Problem details >>
The line containing "Practice. Place a point on every instance of the baseboard" and every line after it, through the last, are to be extracted exactly; no other lines belong in the answer.

Task data >>
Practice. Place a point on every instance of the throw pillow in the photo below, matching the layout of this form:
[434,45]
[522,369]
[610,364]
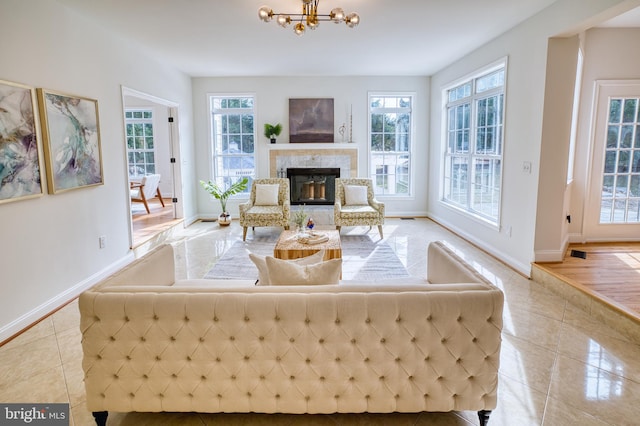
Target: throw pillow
[263,272]
[266,195]
[355,195]
[282,272]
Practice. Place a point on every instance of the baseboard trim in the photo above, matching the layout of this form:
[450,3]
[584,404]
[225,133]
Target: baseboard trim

Task response >>
Practice. Place a point on every instance of the baseboard trim in the photo above, matching the layout of this form:
[450,3]
[584,404]
[225,133]
Target: baseboard trim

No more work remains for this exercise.